● **Tarefa solicitada**
Identifique e copie todas as linhas dos registros em que aparece a palavra "neck". Considere a distinção entre maiúsculas e minúsculas.

- - - - - - -

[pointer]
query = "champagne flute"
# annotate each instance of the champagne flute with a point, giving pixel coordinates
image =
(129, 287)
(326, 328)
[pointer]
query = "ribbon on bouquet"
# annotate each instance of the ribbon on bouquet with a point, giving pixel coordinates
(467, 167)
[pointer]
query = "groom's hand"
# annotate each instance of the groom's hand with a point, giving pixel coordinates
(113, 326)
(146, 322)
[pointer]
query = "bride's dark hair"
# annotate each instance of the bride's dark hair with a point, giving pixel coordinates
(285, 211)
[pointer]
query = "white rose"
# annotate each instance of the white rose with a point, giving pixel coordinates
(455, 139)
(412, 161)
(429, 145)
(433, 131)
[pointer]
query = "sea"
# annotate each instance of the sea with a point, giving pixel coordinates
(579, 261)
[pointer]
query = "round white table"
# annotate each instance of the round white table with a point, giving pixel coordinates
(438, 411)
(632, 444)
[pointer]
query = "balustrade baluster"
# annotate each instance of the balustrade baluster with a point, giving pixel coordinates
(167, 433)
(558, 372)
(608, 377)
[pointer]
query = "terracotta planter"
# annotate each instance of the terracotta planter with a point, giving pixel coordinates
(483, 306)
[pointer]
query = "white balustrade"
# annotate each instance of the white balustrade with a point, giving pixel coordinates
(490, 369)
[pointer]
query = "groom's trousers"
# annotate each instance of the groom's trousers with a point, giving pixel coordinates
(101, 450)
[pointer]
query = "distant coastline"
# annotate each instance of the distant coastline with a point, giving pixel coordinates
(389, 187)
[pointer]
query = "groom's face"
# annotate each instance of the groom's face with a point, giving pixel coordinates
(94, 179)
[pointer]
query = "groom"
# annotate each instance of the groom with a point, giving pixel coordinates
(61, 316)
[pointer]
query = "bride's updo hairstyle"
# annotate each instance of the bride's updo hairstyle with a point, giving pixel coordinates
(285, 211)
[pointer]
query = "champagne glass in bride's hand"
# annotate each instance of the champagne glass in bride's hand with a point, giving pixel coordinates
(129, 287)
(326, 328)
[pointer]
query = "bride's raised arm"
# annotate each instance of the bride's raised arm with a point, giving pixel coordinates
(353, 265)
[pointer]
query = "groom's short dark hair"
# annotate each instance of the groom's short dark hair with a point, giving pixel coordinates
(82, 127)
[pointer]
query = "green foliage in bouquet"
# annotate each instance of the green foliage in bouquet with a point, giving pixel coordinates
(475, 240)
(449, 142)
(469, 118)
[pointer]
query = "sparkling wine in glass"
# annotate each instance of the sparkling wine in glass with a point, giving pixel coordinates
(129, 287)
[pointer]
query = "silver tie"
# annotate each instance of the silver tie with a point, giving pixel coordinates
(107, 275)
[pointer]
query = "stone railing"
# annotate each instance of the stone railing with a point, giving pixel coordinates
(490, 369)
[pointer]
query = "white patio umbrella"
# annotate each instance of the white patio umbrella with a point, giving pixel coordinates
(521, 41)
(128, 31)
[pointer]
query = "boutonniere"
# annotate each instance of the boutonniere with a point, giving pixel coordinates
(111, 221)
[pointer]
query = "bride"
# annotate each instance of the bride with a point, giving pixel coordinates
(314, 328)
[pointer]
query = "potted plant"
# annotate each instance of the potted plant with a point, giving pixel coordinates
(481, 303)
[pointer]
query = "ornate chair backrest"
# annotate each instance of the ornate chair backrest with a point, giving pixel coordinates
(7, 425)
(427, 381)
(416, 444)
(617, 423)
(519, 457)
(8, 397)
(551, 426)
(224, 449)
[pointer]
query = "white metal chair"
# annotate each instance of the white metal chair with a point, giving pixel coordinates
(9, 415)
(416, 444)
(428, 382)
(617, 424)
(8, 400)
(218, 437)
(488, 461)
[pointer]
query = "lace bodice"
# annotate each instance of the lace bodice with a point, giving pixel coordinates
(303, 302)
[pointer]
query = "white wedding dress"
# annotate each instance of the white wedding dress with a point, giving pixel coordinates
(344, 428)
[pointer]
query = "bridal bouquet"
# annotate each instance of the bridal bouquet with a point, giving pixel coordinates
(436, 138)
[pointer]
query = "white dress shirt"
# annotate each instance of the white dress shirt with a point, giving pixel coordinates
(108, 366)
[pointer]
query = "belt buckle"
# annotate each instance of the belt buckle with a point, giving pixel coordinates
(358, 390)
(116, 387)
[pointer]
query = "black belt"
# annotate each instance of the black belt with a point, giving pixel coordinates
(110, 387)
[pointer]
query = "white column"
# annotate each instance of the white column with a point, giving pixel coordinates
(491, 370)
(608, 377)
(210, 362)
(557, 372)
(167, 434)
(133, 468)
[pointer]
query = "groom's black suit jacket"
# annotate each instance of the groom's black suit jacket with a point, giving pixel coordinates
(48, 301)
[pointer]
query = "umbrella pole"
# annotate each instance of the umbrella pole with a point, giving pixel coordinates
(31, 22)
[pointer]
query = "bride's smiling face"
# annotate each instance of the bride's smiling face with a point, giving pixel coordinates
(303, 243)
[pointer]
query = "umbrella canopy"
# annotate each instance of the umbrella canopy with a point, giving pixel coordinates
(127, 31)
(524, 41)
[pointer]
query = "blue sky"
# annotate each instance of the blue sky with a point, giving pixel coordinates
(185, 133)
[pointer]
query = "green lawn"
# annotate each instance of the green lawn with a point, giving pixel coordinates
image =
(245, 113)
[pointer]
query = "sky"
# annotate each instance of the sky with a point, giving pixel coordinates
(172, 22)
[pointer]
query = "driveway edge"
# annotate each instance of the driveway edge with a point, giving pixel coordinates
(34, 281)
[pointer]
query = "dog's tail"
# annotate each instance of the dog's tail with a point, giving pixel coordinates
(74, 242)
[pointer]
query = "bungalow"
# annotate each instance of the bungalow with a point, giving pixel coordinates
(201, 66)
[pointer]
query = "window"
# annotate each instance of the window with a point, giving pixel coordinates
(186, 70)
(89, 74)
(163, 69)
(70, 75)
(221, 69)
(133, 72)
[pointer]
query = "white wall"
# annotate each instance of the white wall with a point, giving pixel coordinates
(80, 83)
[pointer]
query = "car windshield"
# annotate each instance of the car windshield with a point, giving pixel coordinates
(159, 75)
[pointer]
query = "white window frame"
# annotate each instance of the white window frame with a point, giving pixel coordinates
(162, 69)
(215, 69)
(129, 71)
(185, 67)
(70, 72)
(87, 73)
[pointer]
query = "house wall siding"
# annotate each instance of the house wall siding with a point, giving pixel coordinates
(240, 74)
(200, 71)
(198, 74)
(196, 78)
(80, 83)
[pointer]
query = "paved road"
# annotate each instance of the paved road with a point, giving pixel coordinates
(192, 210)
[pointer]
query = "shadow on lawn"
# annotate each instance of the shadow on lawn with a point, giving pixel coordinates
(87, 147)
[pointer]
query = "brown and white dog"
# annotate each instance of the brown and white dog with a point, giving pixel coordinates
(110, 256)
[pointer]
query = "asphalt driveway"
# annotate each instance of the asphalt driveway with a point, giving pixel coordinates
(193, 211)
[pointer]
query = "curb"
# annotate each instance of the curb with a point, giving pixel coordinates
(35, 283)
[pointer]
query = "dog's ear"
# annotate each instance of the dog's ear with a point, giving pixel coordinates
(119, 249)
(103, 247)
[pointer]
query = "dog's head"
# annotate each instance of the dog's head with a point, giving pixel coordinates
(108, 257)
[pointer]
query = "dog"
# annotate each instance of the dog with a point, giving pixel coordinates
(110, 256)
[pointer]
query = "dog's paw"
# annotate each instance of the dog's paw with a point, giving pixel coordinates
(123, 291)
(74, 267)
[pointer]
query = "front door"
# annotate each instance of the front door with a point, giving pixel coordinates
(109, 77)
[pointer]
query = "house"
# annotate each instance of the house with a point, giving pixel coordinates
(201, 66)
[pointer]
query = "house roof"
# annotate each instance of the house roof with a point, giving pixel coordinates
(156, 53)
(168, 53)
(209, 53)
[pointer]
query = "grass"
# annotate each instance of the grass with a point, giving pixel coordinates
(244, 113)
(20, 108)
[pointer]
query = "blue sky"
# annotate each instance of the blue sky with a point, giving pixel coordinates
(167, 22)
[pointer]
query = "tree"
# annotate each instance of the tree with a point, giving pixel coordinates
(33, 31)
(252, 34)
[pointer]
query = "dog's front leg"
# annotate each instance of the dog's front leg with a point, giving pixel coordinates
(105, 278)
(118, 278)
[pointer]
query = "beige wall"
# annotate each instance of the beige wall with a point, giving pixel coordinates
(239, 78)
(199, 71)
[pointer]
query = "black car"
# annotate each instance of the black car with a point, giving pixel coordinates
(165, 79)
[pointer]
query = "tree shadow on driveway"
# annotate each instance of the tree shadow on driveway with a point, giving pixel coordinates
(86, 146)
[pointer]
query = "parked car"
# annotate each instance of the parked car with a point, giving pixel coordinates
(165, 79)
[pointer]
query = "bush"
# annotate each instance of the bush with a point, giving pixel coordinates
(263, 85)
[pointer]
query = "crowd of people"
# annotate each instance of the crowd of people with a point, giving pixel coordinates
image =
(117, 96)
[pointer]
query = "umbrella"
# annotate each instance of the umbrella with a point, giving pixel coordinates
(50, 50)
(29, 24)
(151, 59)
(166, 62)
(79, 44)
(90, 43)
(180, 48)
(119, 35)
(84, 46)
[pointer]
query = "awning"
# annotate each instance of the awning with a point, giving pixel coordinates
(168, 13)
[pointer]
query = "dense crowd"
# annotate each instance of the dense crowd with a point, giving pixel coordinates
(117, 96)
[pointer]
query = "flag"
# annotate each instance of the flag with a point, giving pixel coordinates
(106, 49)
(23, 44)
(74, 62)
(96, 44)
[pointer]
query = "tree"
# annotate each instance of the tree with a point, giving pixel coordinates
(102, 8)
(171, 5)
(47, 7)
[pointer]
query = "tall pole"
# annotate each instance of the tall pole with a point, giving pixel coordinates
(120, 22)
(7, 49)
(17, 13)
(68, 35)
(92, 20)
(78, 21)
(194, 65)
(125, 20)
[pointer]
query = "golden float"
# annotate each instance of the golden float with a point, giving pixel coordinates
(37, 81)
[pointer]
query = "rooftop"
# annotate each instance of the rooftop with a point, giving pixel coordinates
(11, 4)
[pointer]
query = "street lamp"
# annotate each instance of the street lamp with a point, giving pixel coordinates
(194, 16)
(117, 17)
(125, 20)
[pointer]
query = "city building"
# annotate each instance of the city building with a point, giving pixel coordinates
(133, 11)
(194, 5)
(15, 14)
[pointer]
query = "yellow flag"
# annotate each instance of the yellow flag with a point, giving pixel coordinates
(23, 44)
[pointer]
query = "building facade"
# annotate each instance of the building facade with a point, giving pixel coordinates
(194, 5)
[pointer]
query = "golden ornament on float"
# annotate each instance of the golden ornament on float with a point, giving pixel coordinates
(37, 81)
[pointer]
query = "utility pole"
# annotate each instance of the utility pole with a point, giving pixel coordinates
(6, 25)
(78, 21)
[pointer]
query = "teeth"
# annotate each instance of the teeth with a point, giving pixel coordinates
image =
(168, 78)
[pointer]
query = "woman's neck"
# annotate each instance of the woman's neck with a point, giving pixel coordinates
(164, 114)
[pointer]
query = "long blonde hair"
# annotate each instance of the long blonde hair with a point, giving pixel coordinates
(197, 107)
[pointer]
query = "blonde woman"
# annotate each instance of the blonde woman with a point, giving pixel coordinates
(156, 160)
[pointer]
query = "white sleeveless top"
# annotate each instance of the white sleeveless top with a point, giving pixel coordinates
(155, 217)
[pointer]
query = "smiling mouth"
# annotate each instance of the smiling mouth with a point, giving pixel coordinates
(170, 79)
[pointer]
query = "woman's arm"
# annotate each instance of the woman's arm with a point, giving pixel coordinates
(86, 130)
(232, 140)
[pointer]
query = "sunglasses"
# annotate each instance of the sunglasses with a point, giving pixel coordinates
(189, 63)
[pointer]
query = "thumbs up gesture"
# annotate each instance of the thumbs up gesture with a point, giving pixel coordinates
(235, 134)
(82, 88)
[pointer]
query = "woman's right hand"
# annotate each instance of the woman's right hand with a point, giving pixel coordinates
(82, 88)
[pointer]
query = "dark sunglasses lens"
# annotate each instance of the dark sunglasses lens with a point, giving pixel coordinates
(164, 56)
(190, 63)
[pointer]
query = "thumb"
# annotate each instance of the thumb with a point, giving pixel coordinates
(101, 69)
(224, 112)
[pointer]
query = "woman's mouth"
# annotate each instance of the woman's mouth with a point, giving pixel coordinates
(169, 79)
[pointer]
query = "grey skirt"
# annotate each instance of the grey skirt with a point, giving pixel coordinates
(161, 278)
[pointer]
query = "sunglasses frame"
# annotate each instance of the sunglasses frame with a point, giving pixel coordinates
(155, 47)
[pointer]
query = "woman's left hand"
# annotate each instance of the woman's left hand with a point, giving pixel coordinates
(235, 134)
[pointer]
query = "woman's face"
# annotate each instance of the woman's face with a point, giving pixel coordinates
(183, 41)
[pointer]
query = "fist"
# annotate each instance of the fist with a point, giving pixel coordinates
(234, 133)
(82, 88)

- - - - - - -

● **Resultado do exercício**
query = "woman's neck"
# annotate each instance of the woman's neck with a point, giving pixel coordinates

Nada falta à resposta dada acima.